Text extract |
^^^^

Theater & Dance
Review
"The Mountaintop"

By: Katori Hall
Produced by: Pear Theatre
Directed by: Ray Renati
Featuring: Michael Wayne Rice and Nathalie Autumn Bennett
Running time: 95 minutes, no intermission
When: January 14 through January 31, 2016
Where: Pear Theatre, 1110 La Avenida Street, Mountain View
Tickets: $10-$35 (savings available). Visit www.thepear.org or call 1-650-254-1148

Where the title came from

Katori Hall's title comes from the last speech delivered by Martin Luther King Jr. Here is an excerpt:

Well, I don't know what will happen now. We've got some difficult days ahead. But it really doesn't matter with me now, because I've been to the mountaintop. And I don't mind. Like anybody, I would like to live — a long life; longevity has its place. But I'm not concerned about that now. I just want to do God's will. And He's allowed me to go up to the mountain. And I've looked over. And I've seen the Promised Land. I may not get there with you. But I want you to know tonight, that we, as a people, will get to the Promised Land. So I'm happy, tonight. I'm not worried about anything. I'm not fearing any man. Mine eyes have seen the glory of the coming of the Lord.

^^^^

Material |
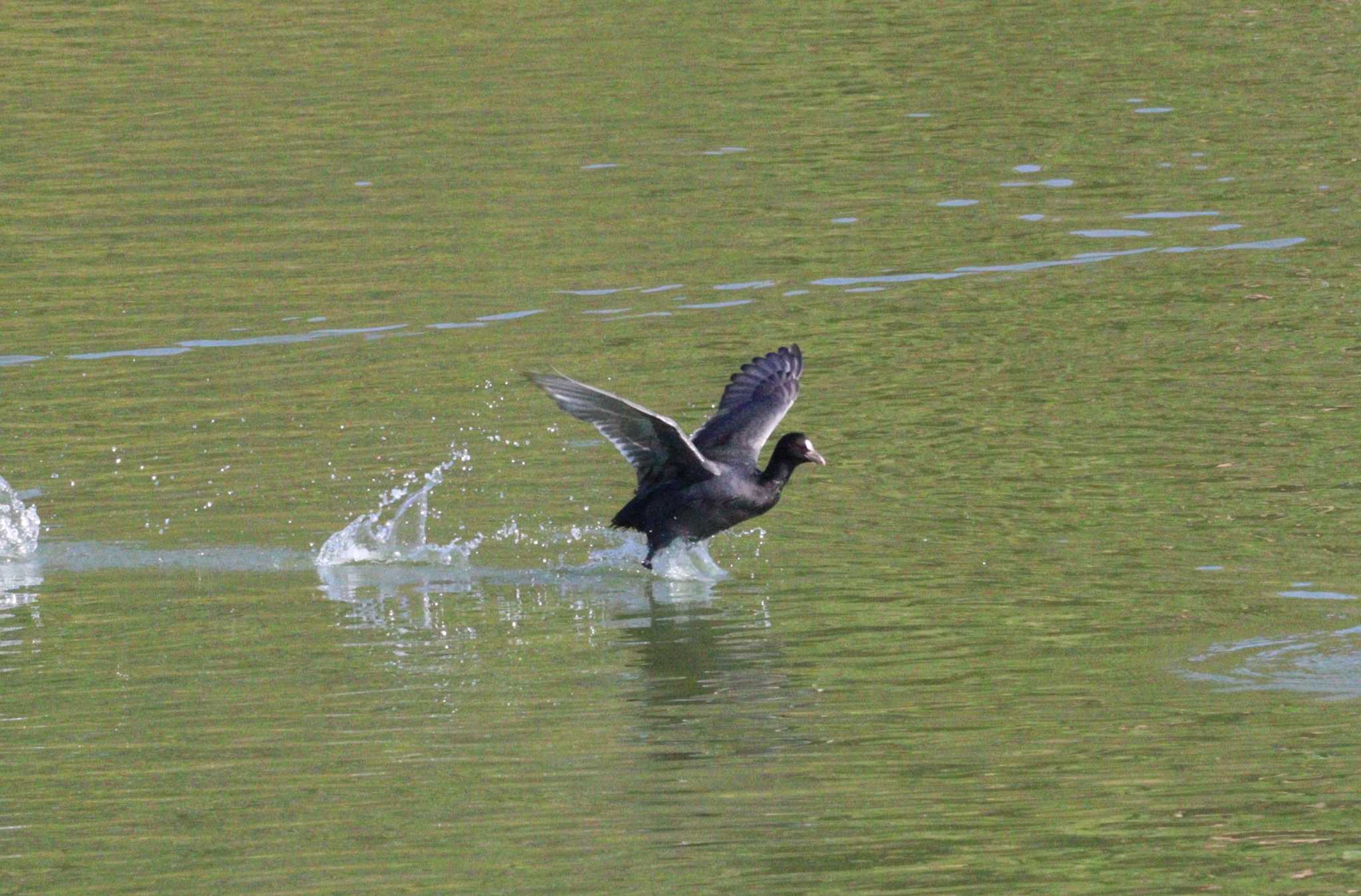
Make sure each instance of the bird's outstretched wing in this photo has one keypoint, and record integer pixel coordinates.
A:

^^^^

What you need to do |
According to the review of "The Mountaintop," who directed the Pear Theatre production? Rely solely on the review text when responding, not on the lines.

Output |
Ray Renati